● What this task involves: Reproduce word for word the lines of the listing below, from the line containing "Every instance of the dandelion" through the line containing "<point>124,101</point>", with both of those lines included.

-- BEGIN Dataset records --

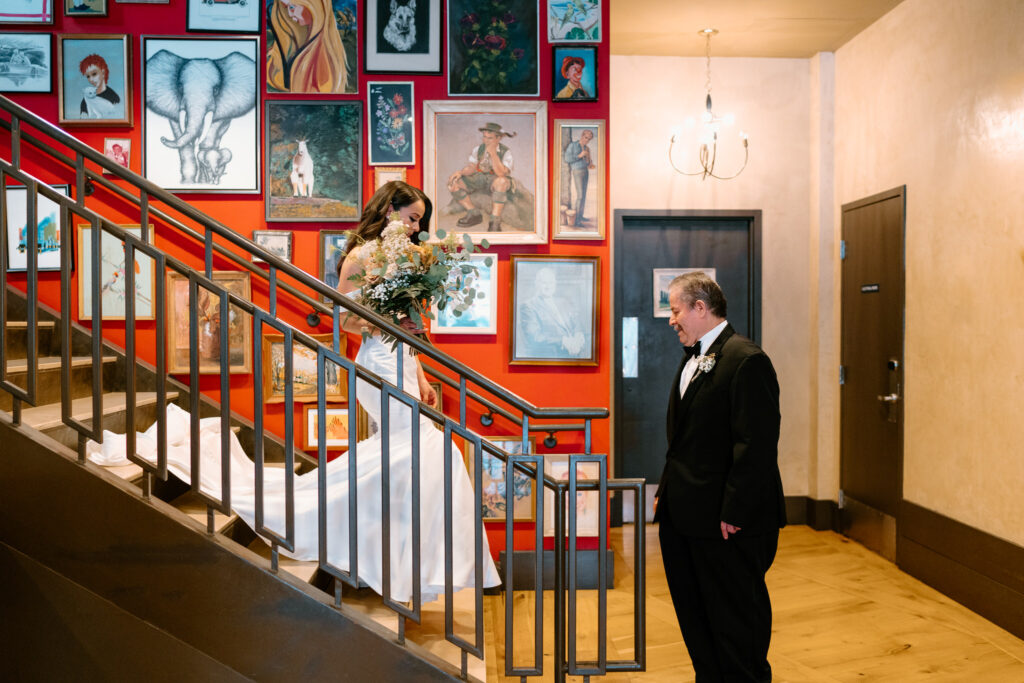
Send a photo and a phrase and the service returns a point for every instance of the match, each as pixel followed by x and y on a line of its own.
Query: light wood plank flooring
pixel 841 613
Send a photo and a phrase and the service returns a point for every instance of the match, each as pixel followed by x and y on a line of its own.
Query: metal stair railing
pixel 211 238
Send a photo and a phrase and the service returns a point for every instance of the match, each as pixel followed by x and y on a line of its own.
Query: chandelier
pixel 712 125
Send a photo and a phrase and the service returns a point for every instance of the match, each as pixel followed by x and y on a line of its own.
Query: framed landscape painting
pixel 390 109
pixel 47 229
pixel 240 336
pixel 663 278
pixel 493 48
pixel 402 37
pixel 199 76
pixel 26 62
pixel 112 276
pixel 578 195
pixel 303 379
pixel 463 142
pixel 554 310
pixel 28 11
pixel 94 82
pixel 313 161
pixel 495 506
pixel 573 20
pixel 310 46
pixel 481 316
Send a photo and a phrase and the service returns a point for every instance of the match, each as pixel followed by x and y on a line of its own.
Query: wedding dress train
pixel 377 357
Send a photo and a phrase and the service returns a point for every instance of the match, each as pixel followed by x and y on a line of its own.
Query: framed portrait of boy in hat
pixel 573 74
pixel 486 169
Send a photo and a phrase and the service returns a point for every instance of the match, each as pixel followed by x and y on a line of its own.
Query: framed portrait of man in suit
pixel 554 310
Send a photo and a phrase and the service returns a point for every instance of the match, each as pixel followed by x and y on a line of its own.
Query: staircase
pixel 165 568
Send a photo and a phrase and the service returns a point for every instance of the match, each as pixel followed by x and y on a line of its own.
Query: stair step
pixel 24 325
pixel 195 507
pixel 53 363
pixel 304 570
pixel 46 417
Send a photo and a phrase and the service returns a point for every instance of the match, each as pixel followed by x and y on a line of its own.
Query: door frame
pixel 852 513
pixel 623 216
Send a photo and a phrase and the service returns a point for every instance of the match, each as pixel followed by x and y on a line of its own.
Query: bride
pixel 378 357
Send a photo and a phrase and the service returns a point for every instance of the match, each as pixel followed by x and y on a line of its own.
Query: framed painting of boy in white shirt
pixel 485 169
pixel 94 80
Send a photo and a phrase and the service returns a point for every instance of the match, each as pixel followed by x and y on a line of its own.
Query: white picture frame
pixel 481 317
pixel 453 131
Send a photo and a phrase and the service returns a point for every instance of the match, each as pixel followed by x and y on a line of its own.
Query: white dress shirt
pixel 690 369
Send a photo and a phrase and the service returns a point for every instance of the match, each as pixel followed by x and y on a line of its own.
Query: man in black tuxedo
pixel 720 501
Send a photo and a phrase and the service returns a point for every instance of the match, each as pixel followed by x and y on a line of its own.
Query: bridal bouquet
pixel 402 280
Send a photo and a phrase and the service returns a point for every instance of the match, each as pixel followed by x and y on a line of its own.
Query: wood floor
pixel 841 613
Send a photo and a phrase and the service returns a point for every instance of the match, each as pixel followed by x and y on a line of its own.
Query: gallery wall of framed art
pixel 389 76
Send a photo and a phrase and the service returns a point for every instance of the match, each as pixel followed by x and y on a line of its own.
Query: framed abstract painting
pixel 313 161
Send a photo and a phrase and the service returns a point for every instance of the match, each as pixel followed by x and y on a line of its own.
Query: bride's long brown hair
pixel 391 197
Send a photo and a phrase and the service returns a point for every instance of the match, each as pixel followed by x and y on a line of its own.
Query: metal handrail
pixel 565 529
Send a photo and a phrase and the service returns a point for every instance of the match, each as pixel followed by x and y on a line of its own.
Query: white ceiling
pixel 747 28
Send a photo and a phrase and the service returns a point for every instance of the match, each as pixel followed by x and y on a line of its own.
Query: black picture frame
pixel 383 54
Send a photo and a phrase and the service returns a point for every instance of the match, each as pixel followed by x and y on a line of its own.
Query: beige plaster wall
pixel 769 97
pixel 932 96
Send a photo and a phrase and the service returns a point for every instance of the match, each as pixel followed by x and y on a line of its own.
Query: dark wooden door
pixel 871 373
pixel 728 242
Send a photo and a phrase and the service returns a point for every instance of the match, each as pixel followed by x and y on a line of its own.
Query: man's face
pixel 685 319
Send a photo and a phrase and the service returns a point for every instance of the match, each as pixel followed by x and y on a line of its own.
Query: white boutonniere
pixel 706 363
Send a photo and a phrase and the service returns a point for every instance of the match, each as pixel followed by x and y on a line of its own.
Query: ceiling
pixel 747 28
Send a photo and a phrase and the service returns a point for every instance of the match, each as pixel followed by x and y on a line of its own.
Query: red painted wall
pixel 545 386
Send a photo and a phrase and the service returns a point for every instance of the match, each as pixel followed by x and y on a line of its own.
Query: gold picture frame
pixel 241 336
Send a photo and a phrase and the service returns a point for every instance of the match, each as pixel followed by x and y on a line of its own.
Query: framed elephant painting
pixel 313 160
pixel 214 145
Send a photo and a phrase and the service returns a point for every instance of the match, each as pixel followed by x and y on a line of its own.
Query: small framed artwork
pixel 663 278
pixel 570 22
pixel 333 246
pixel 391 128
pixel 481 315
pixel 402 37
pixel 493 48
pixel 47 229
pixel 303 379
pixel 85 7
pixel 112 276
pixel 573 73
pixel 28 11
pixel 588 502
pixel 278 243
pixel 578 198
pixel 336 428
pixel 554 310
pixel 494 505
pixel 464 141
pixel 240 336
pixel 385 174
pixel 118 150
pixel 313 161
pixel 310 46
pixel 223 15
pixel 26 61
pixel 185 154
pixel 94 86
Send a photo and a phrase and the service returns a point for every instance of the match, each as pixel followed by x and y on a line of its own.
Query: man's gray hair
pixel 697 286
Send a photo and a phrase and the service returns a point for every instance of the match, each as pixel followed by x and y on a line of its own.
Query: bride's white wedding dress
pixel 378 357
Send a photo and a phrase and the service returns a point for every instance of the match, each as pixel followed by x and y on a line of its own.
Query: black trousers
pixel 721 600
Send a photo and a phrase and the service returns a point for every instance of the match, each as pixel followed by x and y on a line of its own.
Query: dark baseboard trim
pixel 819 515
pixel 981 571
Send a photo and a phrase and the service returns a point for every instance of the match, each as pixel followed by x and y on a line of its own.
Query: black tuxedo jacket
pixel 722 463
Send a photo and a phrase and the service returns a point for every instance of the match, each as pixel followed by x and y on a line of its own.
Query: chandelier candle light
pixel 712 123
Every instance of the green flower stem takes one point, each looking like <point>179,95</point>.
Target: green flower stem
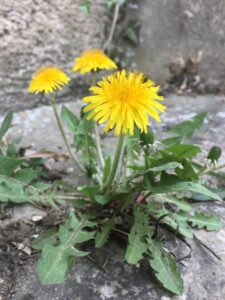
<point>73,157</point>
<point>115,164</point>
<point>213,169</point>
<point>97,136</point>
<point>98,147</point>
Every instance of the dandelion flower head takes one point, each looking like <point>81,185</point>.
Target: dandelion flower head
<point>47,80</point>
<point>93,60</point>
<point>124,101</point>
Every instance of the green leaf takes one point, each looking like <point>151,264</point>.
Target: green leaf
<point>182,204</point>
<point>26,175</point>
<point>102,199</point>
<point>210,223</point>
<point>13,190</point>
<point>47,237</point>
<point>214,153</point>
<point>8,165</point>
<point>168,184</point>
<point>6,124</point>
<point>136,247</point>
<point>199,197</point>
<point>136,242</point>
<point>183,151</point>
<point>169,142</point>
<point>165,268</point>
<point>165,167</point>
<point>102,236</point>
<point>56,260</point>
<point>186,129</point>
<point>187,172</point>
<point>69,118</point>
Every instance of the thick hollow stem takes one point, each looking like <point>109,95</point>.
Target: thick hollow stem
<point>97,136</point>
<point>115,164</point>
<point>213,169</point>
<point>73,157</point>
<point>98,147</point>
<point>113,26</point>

-- END Dataset records --
-- BEGIN Dataset records --

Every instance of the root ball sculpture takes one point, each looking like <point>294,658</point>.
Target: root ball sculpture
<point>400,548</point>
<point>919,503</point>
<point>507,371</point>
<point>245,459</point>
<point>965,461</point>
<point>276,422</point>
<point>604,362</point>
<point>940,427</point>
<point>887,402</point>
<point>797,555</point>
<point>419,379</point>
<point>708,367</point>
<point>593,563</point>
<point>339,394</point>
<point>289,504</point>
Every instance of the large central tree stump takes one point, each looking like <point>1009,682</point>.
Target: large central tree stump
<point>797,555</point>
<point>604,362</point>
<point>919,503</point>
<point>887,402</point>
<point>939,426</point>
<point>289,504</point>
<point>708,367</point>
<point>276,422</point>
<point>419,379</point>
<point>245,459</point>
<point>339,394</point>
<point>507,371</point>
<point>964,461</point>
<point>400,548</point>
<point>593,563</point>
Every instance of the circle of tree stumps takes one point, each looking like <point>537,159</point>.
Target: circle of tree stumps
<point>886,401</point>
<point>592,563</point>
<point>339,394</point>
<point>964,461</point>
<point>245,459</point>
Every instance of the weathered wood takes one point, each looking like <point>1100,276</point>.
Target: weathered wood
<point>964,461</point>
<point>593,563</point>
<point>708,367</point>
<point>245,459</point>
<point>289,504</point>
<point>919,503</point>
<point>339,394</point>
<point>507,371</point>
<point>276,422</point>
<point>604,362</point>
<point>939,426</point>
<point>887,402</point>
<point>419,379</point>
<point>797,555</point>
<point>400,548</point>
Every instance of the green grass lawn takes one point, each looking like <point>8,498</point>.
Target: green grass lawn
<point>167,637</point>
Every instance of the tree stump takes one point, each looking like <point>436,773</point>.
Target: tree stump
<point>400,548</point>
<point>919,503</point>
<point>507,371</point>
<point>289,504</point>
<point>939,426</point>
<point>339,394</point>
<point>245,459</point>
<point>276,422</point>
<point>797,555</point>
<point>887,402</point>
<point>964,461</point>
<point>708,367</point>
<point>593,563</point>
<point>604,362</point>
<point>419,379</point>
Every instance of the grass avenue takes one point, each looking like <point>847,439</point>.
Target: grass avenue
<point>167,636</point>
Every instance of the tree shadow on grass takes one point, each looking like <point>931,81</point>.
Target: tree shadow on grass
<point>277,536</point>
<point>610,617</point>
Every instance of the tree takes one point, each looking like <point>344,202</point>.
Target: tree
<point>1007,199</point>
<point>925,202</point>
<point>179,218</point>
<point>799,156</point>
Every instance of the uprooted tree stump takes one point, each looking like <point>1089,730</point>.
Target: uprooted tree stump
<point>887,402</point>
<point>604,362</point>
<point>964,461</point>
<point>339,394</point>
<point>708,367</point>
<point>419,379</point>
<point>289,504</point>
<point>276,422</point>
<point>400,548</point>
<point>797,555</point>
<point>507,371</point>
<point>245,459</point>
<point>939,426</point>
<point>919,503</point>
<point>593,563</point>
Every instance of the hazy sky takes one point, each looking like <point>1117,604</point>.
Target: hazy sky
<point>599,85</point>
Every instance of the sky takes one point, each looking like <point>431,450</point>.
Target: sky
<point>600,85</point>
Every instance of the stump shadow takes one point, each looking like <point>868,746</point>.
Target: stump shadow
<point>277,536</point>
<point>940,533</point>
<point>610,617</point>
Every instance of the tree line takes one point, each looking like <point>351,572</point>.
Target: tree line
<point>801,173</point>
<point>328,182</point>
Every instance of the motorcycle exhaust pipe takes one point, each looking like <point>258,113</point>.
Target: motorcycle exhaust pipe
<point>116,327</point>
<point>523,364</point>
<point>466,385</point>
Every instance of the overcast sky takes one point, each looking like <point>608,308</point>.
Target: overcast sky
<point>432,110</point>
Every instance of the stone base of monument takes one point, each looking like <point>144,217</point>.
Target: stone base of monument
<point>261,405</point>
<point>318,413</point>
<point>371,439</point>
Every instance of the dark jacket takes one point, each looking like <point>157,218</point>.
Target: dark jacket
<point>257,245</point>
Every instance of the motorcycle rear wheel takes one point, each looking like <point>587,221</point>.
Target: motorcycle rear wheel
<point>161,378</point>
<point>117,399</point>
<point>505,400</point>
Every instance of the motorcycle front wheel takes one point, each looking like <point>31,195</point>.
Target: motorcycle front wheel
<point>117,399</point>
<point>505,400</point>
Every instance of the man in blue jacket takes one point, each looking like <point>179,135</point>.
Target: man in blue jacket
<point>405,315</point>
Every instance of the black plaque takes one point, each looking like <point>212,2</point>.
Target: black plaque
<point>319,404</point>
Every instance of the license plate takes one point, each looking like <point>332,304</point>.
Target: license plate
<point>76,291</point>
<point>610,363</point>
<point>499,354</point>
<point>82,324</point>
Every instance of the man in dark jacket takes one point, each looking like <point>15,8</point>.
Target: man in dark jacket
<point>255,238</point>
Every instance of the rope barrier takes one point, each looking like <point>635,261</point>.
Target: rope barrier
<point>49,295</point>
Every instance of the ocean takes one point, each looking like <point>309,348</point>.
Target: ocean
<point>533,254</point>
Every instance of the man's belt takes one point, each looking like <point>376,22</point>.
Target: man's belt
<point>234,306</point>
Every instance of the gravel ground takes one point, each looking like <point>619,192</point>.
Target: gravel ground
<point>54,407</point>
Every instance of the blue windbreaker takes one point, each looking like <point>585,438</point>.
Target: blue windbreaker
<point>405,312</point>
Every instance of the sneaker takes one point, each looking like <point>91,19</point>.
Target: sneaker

-- END Dataset records --
-- BEGIN Dataset records --

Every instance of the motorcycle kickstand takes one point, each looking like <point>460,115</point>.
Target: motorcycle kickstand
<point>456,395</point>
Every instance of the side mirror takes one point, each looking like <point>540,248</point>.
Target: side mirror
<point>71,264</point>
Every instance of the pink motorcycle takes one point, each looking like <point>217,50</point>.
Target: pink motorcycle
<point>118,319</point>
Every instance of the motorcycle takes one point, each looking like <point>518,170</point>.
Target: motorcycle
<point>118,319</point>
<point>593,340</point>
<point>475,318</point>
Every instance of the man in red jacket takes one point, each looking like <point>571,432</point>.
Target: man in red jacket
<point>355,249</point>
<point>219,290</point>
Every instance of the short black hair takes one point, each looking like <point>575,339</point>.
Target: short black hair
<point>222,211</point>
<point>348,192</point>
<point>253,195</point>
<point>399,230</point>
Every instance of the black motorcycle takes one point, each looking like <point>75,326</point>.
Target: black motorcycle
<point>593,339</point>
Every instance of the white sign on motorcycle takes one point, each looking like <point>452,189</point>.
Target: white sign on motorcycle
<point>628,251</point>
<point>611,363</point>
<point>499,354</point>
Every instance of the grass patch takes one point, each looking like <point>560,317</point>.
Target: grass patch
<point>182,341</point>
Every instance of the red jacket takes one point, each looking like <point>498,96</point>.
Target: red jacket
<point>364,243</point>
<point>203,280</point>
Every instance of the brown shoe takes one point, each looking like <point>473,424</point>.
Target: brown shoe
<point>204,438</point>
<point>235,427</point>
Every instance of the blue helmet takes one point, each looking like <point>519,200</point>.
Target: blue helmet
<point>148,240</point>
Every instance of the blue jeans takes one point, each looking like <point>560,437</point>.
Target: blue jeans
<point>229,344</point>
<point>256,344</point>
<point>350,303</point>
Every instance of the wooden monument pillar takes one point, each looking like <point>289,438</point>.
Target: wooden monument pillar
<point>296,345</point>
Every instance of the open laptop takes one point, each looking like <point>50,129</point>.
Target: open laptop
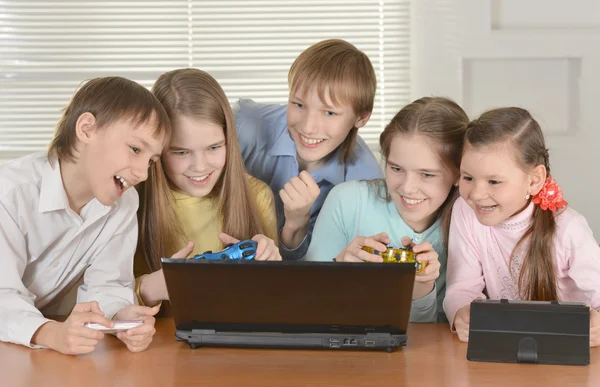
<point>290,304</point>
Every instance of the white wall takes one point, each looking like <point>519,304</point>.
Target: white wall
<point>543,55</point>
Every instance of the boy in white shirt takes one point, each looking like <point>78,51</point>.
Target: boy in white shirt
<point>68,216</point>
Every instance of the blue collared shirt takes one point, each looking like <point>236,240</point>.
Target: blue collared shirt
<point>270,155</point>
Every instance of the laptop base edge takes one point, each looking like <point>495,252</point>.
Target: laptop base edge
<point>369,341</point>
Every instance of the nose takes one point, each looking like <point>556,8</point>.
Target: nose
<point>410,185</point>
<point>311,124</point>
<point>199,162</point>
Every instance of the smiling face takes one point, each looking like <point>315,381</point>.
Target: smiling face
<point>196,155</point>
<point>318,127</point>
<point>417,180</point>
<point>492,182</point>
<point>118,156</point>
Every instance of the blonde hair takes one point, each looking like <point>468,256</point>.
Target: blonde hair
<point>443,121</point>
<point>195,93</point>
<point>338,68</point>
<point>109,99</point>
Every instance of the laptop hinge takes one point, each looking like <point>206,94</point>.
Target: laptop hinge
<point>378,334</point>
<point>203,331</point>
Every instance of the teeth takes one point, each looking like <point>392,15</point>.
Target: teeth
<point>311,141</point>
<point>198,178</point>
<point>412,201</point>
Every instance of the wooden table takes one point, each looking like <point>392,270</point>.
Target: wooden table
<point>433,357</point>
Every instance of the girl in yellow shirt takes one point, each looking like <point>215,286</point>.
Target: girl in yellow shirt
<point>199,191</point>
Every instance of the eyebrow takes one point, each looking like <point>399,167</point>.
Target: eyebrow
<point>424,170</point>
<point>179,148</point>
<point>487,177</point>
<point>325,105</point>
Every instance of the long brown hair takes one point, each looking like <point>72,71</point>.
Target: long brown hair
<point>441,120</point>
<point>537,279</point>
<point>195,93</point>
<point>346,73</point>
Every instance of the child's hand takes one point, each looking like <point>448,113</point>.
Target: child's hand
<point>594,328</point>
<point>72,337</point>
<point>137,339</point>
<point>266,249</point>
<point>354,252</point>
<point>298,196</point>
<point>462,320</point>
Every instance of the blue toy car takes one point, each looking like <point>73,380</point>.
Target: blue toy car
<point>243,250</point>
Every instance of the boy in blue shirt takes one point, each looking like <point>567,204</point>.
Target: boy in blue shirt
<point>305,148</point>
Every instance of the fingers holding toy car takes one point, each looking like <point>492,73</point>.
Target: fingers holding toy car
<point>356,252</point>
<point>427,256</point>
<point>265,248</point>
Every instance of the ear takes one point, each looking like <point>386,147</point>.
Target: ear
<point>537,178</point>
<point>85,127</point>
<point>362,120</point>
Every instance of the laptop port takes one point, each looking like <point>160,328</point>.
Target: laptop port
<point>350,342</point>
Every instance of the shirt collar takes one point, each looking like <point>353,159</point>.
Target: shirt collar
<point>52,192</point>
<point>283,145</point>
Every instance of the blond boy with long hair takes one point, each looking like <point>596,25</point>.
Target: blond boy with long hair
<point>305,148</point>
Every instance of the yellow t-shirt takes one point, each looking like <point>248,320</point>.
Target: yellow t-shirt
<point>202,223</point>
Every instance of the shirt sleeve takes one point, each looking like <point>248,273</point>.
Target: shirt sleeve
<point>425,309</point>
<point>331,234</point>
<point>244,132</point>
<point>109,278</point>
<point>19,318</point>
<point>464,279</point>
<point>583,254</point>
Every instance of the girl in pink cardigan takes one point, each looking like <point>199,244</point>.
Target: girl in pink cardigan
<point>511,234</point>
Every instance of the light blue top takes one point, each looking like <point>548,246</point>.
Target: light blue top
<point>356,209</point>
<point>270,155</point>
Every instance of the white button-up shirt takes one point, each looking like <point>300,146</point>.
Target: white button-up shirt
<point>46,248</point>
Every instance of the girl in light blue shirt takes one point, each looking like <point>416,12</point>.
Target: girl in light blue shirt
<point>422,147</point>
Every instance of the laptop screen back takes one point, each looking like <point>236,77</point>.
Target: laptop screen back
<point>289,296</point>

-- END Dataset records --

● Expected answer:
Every instance of the dandelion flower head takes one point, each looking like <point>81,185</point>.
Target: dandelion flower head
<point>47,80</point>
<point>93,60</point>
<point>124,101</point>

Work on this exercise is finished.